• Data for this task:
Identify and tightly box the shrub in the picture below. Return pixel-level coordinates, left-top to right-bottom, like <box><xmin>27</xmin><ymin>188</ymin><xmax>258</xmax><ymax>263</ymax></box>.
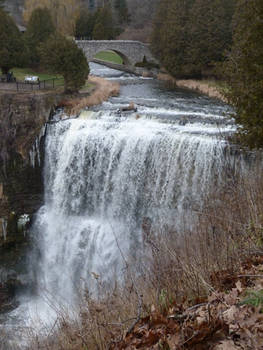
<box><xmin>39</xmin><ymin>34</ymin><xmax>89</xmax><ymax>93</ymax></box>
<box><xmin>0</xmin><ymin>9</ymin><xmax>25</xmax><ymax>74</ymax></box>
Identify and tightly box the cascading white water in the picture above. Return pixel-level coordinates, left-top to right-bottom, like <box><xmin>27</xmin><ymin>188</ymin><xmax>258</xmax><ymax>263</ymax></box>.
<box><xmin>33</xmin><ymin>111</ymin><xmax>230</xmax><ymax>306</ymax></box>
<box><xmin>29</xmin><ymin>125</ymin><xmax>46</xmax><ymax>168</ymax></box>
<box><xmin>1</xmin><ymin>65</ymin><xmax>240</xmax><ymax>347</ymax></box>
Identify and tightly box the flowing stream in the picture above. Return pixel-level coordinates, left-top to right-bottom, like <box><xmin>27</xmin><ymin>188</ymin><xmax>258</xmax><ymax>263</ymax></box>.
<box><xmin>2</xmin><ymin>63</ymin><xmax>241</xmax><ymax>347</ymax></box>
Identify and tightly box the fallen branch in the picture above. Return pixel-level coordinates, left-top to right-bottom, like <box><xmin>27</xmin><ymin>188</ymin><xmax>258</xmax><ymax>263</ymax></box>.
<box><xmin>126</xmin><ymin>293</ymin><xmax>143</xmax><ymax>335</ymax></box>
<box><xmin>238</xmin><ymin>274</ymin><xmax>263</xmax><ymax>278</ymax></box>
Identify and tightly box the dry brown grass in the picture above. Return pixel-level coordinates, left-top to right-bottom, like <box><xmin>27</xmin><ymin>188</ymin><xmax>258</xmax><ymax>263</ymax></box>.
<box><xmin>157</xmin><ymin>72</ymin><xmax>177</xmax><ymax>85</ymax></box>
<box><xmin>59</xmin><ymin>76</ymin><xmax>120</xmax><ymax>116</ymax></box>
<box><xmin>157</xmin><ymin>73</ymin><xmax>225</xmax><ymax>101</ymax></box>
<box><xmin>176</xmin><ymin>79</ymin><xmax>225</xmax><ymax>101</ymax></box>
<box><xmin>26</xmin><ymin>167</ymin><xmax>263</xmax><ymax>350</ymax></box>
<box><xmin>74</xmin><ymin>76</ymin><xmax>119</xmax><ymax>112</ymax></box>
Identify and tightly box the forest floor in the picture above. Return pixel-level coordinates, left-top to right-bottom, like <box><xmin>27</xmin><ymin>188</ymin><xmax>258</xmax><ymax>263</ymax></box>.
<box><xmin>109</xmin><ymin>255</ymin><xmax>263</xmax><ymax>349</ymax></box>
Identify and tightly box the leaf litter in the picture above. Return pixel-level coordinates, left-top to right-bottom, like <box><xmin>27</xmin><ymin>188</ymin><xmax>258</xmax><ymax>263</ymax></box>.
<box><xmin>109</xmin><ymin>256</ymin><xmax>263</xmax><ymax>349</ymax></box>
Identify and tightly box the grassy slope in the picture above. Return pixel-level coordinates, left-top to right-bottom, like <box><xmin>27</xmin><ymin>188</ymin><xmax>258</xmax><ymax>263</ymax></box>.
<box><xmin>94</xmin><ymin>50</ymin><xmax>123</xmax><ymax>64</ymax></box>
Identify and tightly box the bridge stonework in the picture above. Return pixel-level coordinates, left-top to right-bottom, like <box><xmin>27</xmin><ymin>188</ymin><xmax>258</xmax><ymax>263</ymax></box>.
<box><xmin>76</xmin><ymin>40</ymin><xmax>157</xmax><ymax>66</ymax></box>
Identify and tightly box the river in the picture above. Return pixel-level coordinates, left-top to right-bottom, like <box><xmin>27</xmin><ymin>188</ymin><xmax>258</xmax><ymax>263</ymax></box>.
<box><xmin>1</xmin><ymin>63</ymin><xmax>238</xmax><ymax>348</ymax></box>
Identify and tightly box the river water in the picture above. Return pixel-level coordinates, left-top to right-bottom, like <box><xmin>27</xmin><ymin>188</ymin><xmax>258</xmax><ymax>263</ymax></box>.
<box><xmin>1</xmin><ymin>63</ymin><xmax>239</xmax><ymax>348</ymax></box>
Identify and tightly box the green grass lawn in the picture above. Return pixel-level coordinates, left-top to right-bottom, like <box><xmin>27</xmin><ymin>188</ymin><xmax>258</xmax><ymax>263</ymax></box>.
<box><xmin>11</xmin><ymin>68</ymin><xmax>62</xmax><ymax>82</ymax></box>
<box><xmin>1</xmin><ymin>67</ymin><xmax>95</xmax><ymax>91</ymax></box>
<box><xmin>94</xmin><ymin>51</ymin><xmax>123</xmax><ymax>64</ymax></box>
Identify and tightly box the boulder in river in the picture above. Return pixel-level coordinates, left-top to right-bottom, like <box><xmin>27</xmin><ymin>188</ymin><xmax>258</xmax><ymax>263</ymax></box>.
<box><xmin>119</xmin><ymin>102</ymin><xmax>137</xmax><ymax>112</ymax></box>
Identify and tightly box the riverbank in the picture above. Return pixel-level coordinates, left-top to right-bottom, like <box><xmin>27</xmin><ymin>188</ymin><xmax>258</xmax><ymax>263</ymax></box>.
<box><xmin>58</xmin><ymin>75</ymin><xmax>120</xmax><ymax>115</ymax></box>
<box><xmin>157</xmin><ymin>72</ymin><xmax>226</xmax><ymax>102</ymax></box>
<box><xmin>176</xmin><ymin>79</ymin><xmax>226</xmax><ymax>102</ymax></box>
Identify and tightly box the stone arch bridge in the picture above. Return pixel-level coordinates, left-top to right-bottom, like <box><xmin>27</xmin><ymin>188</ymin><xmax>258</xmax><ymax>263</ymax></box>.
<box><xmin>76</xmin><ymin>40</ymin><xmax>157</xmax><ymax>66</ymax></box>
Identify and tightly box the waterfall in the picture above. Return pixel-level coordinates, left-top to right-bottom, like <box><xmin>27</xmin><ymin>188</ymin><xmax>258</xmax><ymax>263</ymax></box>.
<box><xmin>29</xmin><ymin>125</ymin><xmax>46</xmax><ymax>168</ymax></box>
<box><xmin>1</xmin><ymin>218</ymin><xmax>7</xmax><ymax>241</ymax></box>
<box><xmin>32</xmin><ymin>113</ymin><xmax>229</xmax><ymax>306</ymax></box>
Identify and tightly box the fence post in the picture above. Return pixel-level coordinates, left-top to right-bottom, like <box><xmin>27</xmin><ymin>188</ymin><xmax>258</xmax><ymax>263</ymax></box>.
<box><xmin>44</xmin><ymin>80</ymin><xmax>46</xmax><ymax>89</ymax></box>
<box><xmin>53</xmin><ymin>79</ymin><xmax>54</xmax><ymax>88</ymax></box>
<box><xmin>16</xmin><ymin>82</ymin><xmax>18</xmax><ymax>91</ymax></box>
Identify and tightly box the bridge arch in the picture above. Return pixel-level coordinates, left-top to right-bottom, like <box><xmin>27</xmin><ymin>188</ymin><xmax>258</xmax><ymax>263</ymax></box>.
<box><xmin>76</xmin><ymin>40</ymin><xmax>157</xmax><ymax>67</ymax></box>
<box><xmin>94</xmin><ymin>49</ymin><xmax>131</xmax><ymax>65</ymax></box>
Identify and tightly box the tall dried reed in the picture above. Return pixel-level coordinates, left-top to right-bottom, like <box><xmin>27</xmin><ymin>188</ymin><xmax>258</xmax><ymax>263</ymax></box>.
<box><xmin>69</xmin><ymin>76</ymin><xmax>120</xmax><ymax>116</ymax></box>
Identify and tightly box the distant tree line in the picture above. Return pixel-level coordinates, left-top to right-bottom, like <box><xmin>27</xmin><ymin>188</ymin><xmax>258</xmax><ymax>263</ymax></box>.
<box><xmin>75</xmin><ymin>0</ymin><xmax>130</xmax><ymax>40</ymax></box>
<box><xmin>152</xmin><ymin>0</ymin><xmax>263</xmax><ymax>148</ymax></box>
<box><xmin>23</xmin><ymin>0</ymin><xmax>130</xmax><ymax>39</ymax></box>
<box><xmin>151</xmin><ymin>0</ymin><xmax>235</xmax><ymax>79</ymax></box>
<box><xmin>75</xmin><ymin>5</ymin><xmax>119</xmax><ymax>40</ymax></box>
<box><xmin>23</xmin><ymin>0</ymin><xmax>81</xmax><ymax>36</ymax></box>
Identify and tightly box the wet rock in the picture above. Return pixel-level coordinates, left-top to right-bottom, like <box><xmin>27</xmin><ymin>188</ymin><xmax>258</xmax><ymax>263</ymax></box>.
<box><xmin>0</xmin><ymin>91</ymin><xmax>63</xmax><ymax>245</ymax></box>
<box><xmin>0</xmin><ymin>269</ymin><xmax>20</xmax><ymax>313</ymax></box>
<box><xmin>0</xmin><ymin>91</ymin><xmax>63</xmax><ymax>306</ymax></box>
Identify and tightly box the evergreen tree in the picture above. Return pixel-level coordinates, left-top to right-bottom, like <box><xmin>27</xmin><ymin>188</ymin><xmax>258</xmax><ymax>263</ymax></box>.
<box><xmin>25</xmin><ymin>7</ymin><xmax>55</xmax><ymax>67</ymax></box>
<box><xmin>114</xmin><ymin>0</ymin><xmax>130</xmax><ymax>24</ymax></box>
<box><xmin>93</xmin><ymin>21</ymin><xmax>107</xmax><ymax>40</ymax></box>
<box><xmin>23</xmin><ymin>0</ymin><xmax>81</xmax><ymax>36</ymax></box>
<box><xmin>188</xmin><ymin>0</ymin><xmax>235</xmax><ymax>77</ymax></box>
<box><xmin>151</xmin><ymin>0</ymin><xmax>170</xmax><ymax>59</ymax></box>
<box><xmin>75</xmin><ymin>9</ymin><xmax>95</xmax><ymax>39</ymax></box>
<box><xmin>0</xmin><ymin>9</ymin><xmax>25</xmax><ymax>74</ymax></box>
<box><xmin>92</xmin><ymin>6</ymin><xmax>116</xmax><ymax>39</ymax></box>
<box><xmin>152</xmin><ymin>0</ymin><xmax>194</xmax><ymax>78</ymax></box>
<box><xmin>39</xmin><ymin>34</ymin><xmax>90</xmax><ymax>93</ymax></box>
<box><xmin>151</xmin><ymin>0</ymin><xmax>235</xmax><ymax>78</ymax></box>
<box><xmin>223</xmin><ymin>0</ymin><xmax>263</xmax><ymax>148</ymax></box>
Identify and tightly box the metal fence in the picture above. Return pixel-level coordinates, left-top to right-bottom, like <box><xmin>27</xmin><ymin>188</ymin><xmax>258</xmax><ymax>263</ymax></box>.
<box><xmin>16</xmin><ymin>78</ymin><xmax>64</xmax><ymax>91</ymax></box>
<box><xmin>0</xmin><ymin>78</ymin><xmax>64</xmax><ymax>91</ymax></box>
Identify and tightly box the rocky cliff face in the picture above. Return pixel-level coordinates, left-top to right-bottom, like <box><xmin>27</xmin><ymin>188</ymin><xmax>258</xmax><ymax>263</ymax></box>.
<box><xmin>0</xmin><ymin>92</ymin><xmax>62</xmax><ymax>242</ymax></box>
<box><xmin>0</xmin><ymin>91</ymin><xmax>63</xmax><ymax>308</ymax></box>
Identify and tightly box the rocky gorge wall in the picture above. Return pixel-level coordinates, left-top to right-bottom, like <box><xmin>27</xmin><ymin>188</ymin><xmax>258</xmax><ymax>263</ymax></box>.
<box><xmin>0</xmin><ymin>91</ymin><xmax>63</xmax><ymax>307</ymax></box>
<box><xmin>0</xmin><ymin>91</ymin><xmax>64</xmax><ymax>244</ymax></box>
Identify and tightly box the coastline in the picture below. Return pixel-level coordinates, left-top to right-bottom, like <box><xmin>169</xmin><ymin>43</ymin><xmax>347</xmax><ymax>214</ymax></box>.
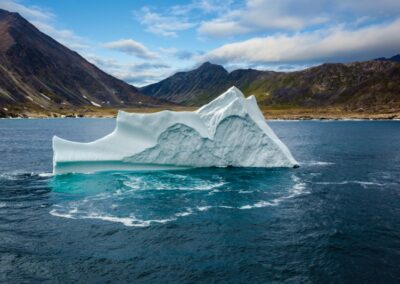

• Instructions to follow:
Give back, word for word, the lines from the one with "Identify and tightly box the rocky cliff" to the end of the records above, and no pictures.

• Problem solution:
Identify and tightly box the rocky cliff face in the picture above. Return pixel-level coordinates, left-top to right-bottom, like <box><xmin>27</xmin><ymin>188</ymin><xmax>258</xmax><ymax>263</ymax></box>.
<box><xmin>0</xmin><ymin>92</ymin><xmax>62</xmax><ymax>242</ymax></box>
<box><xmin>0</xmin><ymin>91</ymin><xmax>63</xmax><ymax>308</ymax></box>
Identify and tightly box the rocky gorge wall in the picture above. Return pixel-level coordinates, left-top to right-bottom, like <box><xmin>27</xmin><ymin>188</ymin><xmax>258</xmax><ymax>263</ymax></box>.
<box><xmin>0</xmin><ymin>91</ymin><xmax>63</xmax><ymax>307</ymax></box>
<box><xmin>0</xmin><ymin>91</ymin><xmax>64</xmax><ymax>244</ymax></box>
Identify and tightly box the coastline in the picture below. Return pixel-level coordinates, left-top to right-bottom, like <box><xmin>169</xmin><ymin>43</ymin><xmax>347</xmax><ymax>214</ymax></box>.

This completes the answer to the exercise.